Rewrite everything from the line containing "Request: Identify every wooden chalet" down to the end of the material, putting "log cabin" in place of "wooden chalet" and keeping all else the same.

Dataset items:
START

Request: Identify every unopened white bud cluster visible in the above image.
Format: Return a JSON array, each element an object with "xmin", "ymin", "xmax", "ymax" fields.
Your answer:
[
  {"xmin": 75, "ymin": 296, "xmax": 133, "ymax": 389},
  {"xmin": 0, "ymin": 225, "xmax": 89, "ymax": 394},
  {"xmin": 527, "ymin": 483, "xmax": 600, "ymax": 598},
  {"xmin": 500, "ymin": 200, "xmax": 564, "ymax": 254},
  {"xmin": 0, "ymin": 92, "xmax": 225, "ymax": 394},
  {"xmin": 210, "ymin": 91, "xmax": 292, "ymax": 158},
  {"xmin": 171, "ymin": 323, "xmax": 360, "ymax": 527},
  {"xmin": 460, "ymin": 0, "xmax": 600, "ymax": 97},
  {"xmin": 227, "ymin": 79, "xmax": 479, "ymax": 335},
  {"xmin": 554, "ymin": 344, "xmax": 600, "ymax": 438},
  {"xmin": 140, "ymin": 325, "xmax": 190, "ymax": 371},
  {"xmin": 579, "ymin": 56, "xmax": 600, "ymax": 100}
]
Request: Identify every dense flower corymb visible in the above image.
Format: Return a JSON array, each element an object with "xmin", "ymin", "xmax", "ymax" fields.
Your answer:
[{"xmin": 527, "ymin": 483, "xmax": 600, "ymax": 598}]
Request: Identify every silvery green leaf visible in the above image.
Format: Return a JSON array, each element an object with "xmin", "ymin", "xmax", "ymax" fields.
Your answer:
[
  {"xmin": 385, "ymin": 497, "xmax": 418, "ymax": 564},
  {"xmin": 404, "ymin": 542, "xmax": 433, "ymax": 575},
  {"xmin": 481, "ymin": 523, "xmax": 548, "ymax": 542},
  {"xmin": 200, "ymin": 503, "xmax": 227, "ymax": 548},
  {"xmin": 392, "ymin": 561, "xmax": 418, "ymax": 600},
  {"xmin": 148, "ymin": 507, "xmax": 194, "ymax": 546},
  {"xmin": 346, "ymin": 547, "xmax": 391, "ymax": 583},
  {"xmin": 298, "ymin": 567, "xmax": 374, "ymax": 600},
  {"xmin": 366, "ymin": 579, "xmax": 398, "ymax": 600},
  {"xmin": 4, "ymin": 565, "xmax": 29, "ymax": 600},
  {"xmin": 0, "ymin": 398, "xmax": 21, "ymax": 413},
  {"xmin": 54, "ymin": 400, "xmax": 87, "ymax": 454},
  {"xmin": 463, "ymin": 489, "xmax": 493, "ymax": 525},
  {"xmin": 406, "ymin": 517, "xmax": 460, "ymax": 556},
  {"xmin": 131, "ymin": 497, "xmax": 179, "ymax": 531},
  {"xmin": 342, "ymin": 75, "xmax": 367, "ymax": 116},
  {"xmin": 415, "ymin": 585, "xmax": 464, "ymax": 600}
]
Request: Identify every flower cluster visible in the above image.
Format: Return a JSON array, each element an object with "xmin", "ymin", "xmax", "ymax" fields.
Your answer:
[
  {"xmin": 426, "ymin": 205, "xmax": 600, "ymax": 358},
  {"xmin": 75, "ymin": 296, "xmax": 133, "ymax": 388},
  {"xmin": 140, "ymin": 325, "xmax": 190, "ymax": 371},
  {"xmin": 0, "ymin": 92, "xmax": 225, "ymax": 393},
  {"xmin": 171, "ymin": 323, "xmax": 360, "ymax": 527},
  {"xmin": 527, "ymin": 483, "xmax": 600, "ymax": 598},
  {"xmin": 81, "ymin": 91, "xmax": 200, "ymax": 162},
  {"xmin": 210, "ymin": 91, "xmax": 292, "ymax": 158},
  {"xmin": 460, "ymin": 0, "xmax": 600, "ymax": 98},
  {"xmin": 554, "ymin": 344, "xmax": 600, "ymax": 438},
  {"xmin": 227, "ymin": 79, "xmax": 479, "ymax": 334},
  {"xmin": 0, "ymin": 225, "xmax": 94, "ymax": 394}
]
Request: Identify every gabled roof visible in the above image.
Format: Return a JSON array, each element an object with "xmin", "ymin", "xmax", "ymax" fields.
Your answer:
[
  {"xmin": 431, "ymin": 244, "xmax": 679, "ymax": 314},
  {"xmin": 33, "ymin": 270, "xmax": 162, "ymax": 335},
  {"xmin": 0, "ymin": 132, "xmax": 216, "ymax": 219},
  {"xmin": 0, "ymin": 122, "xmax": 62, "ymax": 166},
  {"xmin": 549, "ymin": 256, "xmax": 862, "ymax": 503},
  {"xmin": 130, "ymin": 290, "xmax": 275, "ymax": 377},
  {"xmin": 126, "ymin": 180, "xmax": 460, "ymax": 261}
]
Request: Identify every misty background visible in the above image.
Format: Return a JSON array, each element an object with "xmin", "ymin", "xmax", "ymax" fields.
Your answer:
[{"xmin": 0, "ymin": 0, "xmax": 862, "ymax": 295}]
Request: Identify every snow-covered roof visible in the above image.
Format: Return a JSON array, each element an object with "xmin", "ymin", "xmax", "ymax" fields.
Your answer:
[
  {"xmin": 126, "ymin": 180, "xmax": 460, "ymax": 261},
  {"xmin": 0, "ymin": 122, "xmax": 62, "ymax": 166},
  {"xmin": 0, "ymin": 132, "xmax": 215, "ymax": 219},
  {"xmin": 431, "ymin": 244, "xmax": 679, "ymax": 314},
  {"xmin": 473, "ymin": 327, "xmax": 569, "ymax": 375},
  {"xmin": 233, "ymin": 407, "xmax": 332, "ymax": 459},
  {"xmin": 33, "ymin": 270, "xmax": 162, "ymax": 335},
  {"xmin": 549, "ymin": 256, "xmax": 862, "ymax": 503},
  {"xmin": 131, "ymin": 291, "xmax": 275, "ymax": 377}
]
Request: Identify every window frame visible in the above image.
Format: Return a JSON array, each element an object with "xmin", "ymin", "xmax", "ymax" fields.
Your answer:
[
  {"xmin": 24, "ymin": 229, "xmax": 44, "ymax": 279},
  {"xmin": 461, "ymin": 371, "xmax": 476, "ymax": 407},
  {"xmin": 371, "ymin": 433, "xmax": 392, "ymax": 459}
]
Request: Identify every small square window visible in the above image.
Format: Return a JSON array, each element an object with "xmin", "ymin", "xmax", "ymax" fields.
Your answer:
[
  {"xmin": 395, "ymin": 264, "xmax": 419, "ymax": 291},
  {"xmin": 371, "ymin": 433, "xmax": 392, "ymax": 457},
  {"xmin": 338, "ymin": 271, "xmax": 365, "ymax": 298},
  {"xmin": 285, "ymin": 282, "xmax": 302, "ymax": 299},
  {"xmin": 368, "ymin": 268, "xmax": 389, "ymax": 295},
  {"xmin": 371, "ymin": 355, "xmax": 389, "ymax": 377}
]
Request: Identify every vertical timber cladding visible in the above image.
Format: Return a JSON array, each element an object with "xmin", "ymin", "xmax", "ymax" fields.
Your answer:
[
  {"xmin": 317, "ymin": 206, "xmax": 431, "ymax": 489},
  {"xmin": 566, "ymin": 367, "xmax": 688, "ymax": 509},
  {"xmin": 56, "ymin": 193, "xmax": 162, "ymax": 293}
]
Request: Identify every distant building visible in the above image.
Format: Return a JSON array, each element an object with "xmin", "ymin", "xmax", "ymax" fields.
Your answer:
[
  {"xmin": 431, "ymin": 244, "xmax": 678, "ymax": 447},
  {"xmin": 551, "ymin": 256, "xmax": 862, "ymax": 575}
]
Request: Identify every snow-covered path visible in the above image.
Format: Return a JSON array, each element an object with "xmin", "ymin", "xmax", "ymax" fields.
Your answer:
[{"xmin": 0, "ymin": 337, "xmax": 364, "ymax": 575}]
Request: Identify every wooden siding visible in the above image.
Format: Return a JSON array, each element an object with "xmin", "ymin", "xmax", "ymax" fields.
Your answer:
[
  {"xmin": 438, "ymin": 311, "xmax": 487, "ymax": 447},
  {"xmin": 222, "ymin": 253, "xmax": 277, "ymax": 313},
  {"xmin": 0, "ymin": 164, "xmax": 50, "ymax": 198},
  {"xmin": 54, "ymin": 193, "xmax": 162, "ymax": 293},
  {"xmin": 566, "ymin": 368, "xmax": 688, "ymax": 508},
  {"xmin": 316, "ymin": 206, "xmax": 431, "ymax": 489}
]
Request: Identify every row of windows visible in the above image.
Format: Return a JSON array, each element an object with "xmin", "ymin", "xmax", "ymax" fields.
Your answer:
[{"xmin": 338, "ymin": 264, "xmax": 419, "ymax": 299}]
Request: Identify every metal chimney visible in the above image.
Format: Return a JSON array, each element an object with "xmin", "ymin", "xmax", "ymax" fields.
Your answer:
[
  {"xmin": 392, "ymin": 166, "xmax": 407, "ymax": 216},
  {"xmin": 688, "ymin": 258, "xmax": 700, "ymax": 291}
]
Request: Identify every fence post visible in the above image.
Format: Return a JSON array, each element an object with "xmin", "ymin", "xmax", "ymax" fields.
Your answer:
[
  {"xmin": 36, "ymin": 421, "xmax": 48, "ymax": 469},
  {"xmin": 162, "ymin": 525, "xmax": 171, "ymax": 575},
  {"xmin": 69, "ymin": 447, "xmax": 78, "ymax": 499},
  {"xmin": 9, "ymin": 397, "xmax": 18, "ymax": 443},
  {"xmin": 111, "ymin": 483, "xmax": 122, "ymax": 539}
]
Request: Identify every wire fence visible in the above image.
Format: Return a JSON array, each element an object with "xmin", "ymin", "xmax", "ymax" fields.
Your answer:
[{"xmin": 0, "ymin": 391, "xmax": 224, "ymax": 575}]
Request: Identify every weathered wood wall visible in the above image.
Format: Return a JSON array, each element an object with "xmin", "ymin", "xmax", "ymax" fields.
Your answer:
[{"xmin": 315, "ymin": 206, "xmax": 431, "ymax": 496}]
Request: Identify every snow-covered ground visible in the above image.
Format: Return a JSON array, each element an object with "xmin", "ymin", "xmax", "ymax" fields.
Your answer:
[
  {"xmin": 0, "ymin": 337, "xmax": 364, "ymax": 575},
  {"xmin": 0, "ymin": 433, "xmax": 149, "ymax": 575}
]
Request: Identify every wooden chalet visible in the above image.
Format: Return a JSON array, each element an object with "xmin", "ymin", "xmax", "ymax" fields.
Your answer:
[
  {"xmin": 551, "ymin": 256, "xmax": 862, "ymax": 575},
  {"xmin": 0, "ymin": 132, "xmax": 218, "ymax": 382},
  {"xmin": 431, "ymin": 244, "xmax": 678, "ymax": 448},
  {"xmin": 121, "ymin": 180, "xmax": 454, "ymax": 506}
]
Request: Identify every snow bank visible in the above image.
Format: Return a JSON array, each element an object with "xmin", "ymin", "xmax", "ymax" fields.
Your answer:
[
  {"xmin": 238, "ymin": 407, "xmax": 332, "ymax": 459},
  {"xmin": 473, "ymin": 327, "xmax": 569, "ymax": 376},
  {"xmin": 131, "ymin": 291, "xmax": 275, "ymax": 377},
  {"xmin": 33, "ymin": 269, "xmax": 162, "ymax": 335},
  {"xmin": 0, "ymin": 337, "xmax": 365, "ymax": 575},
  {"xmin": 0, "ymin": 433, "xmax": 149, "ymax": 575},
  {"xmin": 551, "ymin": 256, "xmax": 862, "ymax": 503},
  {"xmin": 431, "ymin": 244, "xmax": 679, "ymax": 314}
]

END

*Task output*.
Request: Identify every log cabin visible in the above image.
Format: Return a JSON array, each element an object with "xmin", "ymin", "xmax", "ymax" fields.
Your answer:
[
  {"xmin": 551, "ymin": 256, "xmax": 862, "ymax": 575},
  {"xmin": 0, "ymin": 132, "xmax": 218, "ymax": 382},
  {"xmin": 431, "ymin": 244, "xmax": 678, "ymax": 448},
  {"xmin": 121, "ymin": 180, "xmax": 454, "ymax": 506}
]
Request: Identify every snow bank visible in the above image.
Format: Return a JSON array, each element an object with "xmin", "ymin", "xmax", "ymax" fields.
Your answer:
[
  {"xmin": 238, "ymin": 407, "xmax": 332, "ymax": 459},
  {"xmin": 473, "ymin": 327, "xmax": 569, "ymax": 376},
  {"xmin": 131, "ymin": 291, "xmax": 275, "ymax": 377},
  {"xmin": 33, "ymin": 269, "xmax": 162, "ymax": 335},
  {"xmin": 0, "ymin": 337, "xmax": 365, "ymax": 575},
  {"xmin": 0, "ymin": 433, "xmax": 149, "ymax": 575},
  {"xmin": 551, "ymin": 256, "xmax": 862, "ymax": 503},
  {"xmin": 431, "ymin": 244, "xmax": 679, "ymax": 314}
]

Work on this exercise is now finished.